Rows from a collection
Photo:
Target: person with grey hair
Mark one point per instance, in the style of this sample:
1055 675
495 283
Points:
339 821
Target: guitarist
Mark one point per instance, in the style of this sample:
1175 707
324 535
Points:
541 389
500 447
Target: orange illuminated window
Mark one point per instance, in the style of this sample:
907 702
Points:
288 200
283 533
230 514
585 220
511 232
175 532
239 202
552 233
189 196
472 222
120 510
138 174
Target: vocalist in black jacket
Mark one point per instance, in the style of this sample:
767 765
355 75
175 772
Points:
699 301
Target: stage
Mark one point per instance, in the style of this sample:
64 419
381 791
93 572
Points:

▶ REQUIREMENTS
Reproduce all of the rows above verbatim.

▶ EXERCISE OUTPUT
Photo:
Target: person with grey hair
Mark one point per instance, in the style of this sample:
1055 675
495 283
Points:
339 821
Target: guitarist
Mark one point per instance, in the style of this sample:
1175 707
324 535
Points:
541 389
500 447
Target: orange illuminated window
Mark one point per instance, in the style of this sample:
907 702
Points:
288 200
283 533
230 514
585 220
511 232
175 532
239 202
552 233
189 196
472 222
120 510
138 174
Target: vocalist in black jacket
Mark one point per instance, in the style of this sample:
767 765
355 75
175 772
Points:
699 301
Target: stage
Mark one point per instance, in the style of this sample:
64 419
381 791
93 572
Points:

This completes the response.